**Work to complete**
Copy all of the data below line for line, without changing a single character.

**Input data**
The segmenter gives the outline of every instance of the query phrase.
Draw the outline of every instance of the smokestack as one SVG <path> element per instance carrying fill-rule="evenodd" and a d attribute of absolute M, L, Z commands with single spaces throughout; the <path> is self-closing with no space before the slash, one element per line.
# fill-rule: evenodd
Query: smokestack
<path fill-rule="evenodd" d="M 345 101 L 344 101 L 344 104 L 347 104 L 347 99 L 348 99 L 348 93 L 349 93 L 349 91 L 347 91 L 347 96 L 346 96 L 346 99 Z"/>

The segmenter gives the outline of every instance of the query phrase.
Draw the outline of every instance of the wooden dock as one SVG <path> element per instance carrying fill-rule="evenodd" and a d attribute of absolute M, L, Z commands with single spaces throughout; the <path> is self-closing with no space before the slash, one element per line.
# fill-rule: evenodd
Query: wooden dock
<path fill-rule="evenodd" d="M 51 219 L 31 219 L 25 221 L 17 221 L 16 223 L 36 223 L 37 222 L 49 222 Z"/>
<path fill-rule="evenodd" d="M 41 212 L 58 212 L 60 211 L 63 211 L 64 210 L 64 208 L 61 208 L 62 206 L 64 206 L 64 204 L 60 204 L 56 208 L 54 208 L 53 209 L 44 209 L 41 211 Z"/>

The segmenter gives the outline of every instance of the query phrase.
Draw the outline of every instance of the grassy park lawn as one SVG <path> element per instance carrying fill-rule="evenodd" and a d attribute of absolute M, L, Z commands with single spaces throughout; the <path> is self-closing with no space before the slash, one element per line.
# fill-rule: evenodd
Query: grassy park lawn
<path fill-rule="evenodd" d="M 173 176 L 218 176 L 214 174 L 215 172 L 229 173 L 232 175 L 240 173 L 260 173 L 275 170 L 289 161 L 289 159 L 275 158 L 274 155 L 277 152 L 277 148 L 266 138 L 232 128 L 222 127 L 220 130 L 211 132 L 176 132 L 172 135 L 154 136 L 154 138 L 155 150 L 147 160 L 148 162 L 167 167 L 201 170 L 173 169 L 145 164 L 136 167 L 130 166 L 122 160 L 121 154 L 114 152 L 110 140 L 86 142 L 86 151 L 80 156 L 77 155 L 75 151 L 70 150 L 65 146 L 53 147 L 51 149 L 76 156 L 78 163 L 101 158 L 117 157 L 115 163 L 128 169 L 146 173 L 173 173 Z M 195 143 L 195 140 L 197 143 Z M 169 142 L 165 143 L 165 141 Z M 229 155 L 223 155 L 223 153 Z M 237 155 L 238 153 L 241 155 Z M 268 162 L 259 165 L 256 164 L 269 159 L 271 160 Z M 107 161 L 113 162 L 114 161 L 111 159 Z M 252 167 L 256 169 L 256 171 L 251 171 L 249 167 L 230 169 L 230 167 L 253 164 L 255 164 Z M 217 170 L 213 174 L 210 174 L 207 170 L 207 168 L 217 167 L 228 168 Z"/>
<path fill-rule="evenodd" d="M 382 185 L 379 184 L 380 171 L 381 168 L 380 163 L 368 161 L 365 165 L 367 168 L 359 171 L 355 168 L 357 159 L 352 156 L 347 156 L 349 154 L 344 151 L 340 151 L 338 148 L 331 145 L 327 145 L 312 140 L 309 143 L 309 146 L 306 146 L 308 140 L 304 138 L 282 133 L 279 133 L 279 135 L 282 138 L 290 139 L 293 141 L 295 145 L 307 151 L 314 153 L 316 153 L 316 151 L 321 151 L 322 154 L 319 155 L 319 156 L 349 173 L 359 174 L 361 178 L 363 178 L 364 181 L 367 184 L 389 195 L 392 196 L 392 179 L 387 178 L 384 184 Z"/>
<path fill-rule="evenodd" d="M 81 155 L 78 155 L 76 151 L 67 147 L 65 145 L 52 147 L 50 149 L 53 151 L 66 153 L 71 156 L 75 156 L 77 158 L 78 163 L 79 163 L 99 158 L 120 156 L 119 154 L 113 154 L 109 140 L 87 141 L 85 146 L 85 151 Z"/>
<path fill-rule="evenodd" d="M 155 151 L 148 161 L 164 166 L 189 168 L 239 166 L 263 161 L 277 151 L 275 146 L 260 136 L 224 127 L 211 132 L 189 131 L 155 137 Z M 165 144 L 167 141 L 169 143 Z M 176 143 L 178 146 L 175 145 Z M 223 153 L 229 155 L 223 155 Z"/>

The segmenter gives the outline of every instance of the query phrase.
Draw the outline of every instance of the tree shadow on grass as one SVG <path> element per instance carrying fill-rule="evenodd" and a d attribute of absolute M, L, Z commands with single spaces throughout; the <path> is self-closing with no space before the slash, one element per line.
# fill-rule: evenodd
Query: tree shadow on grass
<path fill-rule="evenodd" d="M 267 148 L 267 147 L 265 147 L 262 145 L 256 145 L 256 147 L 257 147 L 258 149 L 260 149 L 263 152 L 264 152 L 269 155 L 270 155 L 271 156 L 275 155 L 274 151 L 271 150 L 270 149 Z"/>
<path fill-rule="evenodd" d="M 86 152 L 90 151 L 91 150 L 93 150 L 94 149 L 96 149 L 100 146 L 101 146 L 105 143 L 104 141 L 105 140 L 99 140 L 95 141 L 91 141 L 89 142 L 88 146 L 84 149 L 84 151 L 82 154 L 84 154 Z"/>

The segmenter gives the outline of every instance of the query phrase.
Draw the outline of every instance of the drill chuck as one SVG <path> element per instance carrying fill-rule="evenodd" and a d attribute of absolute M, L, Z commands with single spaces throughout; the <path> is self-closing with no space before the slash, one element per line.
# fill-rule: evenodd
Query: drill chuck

**Answer to the task**
The segmenter gives the outline of every instance of the query phrase.
Draw the outline of every instance of the smokestack as one SVG <path> element per instance carrying fill-rule="evenodd" and a d attribute of absolute M, L, Z commands with single spaces throughout; the <path> is self-closing with no space before the slash, one element per line.
# fill-rule: evenodd
Query: smokestack
<path fill-rule="evenodd" d="M 345 101 L 344 101 L 344 104 L 347 104 L 347 99 L 348 99 L 348 93 L 349 93 L 349 91 L 347 91 L 347 96 L 346 96 L 346 99 Z"/>

The segmenter gives the outline of every instance of the query phrase.
Draw the outline of every instance of the wooden dock as one SVG <path> element per instance carrying fill-rule="evenodd" and a d attribute of absolute M, L, Z commands with single spaces throughout; the <path> is self-closing with no space before the slash, one element per line.
# fill-rule: evenodd
Query: wooden dock
<path fill-rule="evenodd" d="M 51 219 L 31 219 L 25 221 L 17 221 L 16 223 L 36 223 L 37 222 L 49 222 Z"/>
<path fill-rule="evenodd" d="M 41 212 L 58 212 L 60 211 L 63 211 L 64 210 L 64 208 L 61 208 L 62 206 L 64 206 L 64 204 L 60 204 L 56 208 L 54 208 L 53 209 L 44 209 L 41 211 Z"/>

The segmenter gives the outline of every instance of the query phrase.
Draw the outline of every instance of the grassy park lawn as one SVG <path> element per instance carrying fill-rule="evenodd" and a d attribute of absolute M, L, Z commands with single spaces throughout; the <path> is self-closing with no space before the slash, one element per line.
# fill-rule: evenodd
Query: grassy park lawn
<path fill-rule="evenodd" d="M 173 176 L 218 176 L 214 174 L 215 172 L 229 173 L 232 175 L 240 173 L 260 173 L 275 170 L 289 161 L 289 159 L 275 158 L 274 155 L 277 152 L 277 148 L 266 138 L 232 128 L 222 127 L 220 130 L 211 132 L 176 132 L 172 135 L 154 136 L 154 138 L 155 150 L 147 160 L 148 162 L 167 167 L 201 170 L 173 169 L 145 164 L 136 167 L 130 166 L 122 160 L 121 154 L 114 152 L 110 140 L 86 142 L 86 151 L 80 156 L 77 155 L 75 151 L 70 150 L 65 146 L 53 147 L 51 149 L 76 156 L 78 163 L 101 158 L 117 157 L 115 163 L 128 169 L 146 173 L 173 173 Z M 195 143 L 195 140 L 197 143 Z M 169 142 L 165 143 L 165 141 Z M 229 155 L 223 155 L 223 153 Z M 237 155 L 238 153 L 241 155 Z M 268 162 L 259 165 L 256 164 L 269 159 L 271 160 Z M 107 161 L 113 162 L 114 161 L 111 159 Z M 252 167 L 256 169 L 256 171 L 251 171 L 249 167 L 230 169 L 230 167 L 253 164 L 255 164 Z M 217 170 L 213 174 L 210 174 L 207 170 L 207 168 L 217 167 L 228 168 Z"/>
<path fill-rule="evenodd" d="M 382 185 L 379 184 L 380 171 L 381 168 L 380 163 L 368 161 L 365 165 L 367 168 L 359 171 L 355 168 L 357 159 L 352 156 L 347 156 L 349 154 L 344 151 L 340 151 L 338 148 L 331 145 L 327 145 L 312 140 L 309 143 L 309 146 L 306 146 L 308 140 L 304 138 L 282 133 L 279 133 L 279 135 L 282 138 L 290 139 L 293 141 L 295 145 L 307 151 L 314 153 L 316 153 L 316 151 L 321 151 L 322 154 L 319 155 L 319 156 L 349 173 L 359 174 L 361 178 L 363 178 L 364 181 L 367 184 L 389 195 L 392 196 L 392 179 L 387 178 L 384 184 Z"/>
<path fill-rule="evenodd" d="M 81 155 L 78 155 L 76 151 L 67 147 L 65 145 L 52 147 L 50 149 L 53 151 L 66 153 L 71 156 L 75 156 L 77 158 L 78 163 L 79 163 L 99 158 L 120 156 L 119 154 L 113 154 L 109 140 L 87 141 L 85 146 L 85 151 Z"/>
<path fill-rule="evenodd" d="M 155 151 L 148 161 L 164 166 L 189 168 L 239 166 L 263 161 L 277 151 L 275 146 L 260 136 L 224 127 L 211 132 L 189 131 L 155 137 Z M 165 144 L 167 141 L 169 143 Z M 176 143 L 178 146 L 175 145 Z M 223 153 L 229 155 L 223 155 Z"/>

The segmenter gives the outline of every instance of the query phrase.
Draw the outline of every instance of the tree shadow on grass as one SVG <path> element per instance carrying fill-rule="evenodd" and a d attribute of absolute M, L, Z commands with single spaces throughout; the <path> is self-closing with no space before the slash, one element per line.
# fill-rule: evenodd
Query: tree shadow on grass
<path fill-rule="evenodd" d="M 267 148 L 267 147 L 265 147 L 262 145 L 256 145 L 256 147 L 257 147 L 258 149 L 260 149 L 263 152 L 264 152 L 269 155 L 270 155 L 271 156 L 275 155 L 274 151 L 271 150 L 270 149 Z"/>
<path fill-rule="evenodd" d="M 86 152 L 90 151 L 91 150 L 93 150 L 94 149 L 96 149 L 100 146 L 101 146 L 105 143 L 104 141 L 105 140 L 99 140 L 95 141 L 91 141 L 89 142 L 88 146 L 84 149 L 84 151 L 82 154 L 84 154 Z"/>

The segmenter gives the outline of every instance of the query phrase.
Draw the outline of every instance of the drill chuck as one SVG <path> element per instance carrying fill-rule="evenodd" and a d attribute of absolute M, L, Z commands with single spaces throughout; the <path> is self-closing with no space before the slash, one element per line.
# fill-rule: evenodd
Query: drill chuck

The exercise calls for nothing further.